_Required task_
Please change "pillow" to "cushion" in the lines from the first one through the line containing "[442,257,549,353]", and give those lines back with nothing else altered.

_Extracted records_
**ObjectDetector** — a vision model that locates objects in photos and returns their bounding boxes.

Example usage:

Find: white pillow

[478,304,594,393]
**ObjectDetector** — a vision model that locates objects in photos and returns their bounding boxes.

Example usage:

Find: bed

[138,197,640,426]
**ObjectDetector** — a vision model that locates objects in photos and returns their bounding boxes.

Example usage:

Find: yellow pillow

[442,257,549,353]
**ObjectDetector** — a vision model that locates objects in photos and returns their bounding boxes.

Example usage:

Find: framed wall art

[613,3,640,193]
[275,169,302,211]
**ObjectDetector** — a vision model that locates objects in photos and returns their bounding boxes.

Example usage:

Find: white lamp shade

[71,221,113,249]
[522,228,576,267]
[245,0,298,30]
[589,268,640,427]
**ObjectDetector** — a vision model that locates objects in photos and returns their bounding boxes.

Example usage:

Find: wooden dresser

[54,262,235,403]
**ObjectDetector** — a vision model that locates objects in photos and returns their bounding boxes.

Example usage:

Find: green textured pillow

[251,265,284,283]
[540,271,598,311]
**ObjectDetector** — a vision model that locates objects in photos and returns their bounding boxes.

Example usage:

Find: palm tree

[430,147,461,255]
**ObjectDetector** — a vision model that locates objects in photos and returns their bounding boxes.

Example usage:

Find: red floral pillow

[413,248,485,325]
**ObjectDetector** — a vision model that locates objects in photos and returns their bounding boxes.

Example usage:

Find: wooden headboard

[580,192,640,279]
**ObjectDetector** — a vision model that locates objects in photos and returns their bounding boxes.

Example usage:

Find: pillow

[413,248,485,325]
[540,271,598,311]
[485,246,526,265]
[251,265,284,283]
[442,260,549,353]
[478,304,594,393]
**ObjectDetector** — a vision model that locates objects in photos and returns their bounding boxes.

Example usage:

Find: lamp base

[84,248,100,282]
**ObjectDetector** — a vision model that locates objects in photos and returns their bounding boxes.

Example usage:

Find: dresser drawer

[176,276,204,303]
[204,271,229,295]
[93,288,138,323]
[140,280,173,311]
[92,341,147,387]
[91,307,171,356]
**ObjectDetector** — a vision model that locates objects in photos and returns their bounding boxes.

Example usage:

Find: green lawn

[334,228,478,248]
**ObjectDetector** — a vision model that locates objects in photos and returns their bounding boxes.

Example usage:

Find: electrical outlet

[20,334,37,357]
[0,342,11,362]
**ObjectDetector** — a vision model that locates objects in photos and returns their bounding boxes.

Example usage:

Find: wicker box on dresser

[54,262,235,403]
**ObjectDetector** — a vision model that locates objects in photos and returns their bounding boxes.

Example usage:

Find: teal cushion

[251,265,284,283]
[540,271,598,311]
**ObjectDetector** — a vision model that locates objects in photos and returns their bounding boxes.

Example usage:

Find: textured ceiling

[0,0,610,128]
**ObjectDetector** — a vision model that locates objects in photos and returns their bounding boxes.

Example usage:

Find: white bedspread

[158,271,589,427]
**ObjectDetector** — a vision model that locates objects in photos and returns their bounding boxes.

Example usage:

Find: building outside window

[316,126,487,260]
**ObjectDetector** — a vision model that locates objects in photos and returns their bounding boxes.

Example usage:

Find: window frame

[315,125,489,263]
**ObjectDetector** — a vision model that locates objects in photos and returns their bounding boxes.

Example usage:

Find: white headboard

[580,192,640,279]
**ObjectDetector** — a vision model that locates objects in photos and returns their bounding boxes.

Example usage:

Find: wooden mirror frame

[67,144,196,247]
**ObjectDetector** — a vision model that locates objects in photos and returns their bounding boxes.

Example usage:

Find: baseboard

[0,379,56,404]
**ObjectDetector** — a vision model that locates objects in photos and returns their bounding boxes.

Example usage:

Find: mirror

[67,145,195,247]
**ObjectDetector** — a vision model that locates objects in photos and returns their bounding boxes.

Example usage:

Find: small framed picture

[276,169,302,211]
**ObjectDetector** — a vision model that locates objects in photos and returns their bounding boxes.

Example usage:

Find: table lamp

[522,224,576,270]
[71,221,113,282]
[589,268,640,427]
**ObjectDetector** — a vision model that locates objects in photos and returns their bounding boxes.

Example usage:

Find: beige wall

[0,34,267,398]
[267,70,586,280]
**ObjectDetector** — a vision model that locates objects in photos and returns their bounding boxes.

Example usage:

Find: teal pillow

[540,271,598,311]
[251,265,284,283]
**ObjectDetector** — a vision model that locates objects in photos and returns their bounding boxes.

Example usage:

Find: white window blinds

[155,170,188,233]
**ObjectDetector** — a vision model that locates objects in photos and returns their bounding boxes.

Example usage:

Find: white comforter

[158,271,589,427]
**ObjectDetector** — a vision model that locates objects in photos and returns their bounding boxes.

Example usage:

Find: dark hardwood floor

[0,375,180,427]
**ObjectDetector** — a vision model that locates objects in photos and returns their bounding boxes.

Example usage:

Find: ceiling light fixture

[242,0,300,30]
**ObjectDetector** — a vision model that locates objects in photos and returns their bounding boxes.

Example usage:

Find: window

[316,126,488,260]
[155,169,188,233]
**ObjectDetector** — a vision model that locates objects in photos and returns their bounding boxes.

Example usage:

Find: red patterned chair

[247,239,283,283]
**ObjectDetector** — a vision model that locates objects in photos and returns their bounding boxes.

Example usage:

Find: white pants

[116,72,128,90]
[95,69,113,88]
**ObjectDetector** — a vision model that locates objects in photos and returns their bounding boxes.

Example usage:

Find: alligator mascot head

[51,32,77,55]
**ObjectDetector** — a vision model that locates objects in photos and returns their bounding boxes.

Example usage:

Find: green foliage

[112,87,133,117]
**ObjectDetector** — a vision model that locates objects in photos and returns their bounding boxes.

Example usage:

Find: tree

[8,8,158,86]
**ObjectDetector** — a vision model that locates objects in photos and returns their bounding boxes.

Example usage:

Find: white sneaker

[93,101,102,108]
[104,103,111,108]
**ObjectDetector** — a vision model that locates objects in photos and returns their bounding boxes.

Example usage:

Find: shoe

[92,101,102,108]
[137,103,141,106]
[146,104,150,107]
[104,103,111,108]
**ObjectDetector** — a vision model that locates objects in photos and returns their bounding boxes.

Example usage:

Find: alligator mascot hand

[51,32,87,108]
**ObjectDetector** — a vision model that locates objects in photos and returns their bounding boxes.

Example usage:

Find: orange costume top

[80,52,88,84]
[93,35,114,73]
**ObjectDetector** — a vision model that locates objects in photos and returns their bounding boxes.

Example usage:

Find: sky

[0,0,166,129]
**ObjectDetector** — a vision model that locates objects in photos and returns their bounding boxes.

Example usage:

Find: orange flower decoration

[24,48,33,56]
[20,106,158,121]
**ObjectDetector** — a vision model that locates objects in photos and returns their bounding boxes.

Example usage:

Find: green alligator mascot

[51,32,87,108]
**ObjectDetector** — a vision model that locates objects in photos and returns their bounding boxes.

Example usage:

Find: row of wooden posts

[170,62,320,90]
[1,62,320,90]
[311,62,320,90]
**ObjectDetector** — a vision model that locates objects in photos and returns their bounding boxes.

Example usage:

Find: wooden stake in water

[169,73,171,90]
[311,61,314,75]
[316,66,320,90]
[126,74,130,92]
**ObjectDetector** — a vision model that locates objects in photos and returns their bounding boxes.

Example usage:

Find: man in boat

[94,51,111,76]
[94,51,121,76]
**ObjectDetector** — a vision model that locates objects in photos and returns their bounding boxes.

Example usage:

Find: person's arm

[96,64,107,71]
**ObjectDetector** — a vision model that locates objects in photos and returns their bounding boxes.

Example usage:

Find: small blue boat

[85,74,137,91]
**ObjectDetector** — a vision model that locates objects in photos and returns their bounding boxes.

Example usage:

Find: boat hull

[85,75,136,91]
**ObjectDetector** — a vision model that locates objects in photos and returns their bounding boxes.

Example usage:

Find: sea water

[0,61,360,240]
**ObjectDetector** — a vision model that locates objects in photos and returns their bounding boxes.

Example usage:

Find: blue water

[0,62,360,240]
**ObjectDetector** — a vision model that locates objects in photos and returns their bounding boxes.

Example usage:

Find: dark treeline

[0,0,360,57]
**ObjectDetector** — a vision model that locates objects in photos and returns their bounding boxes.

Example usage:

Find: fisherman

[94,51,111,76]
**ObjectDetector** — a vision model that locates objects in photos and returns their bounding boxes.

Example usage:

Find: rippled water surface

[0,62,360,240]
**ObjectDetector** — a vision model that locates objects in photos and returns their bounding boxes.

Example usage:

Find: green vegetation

_The response_
**ObjectDetector** — a vision model that locates objects in photos and returns their bounding boxes.

Example usage:

Find: white cushion

[478,304,594,393]
**ObjectDetector** — a vision model that locates objects in photos and returns their bounding boxes.

Example usage:

Find: bed

[138,197,640,426]
**ObjectDetector** — a vision model that locates objects in photos and returns their bounding boxes.

Example usage:

Find: yellow cushion

[442,257,549,353]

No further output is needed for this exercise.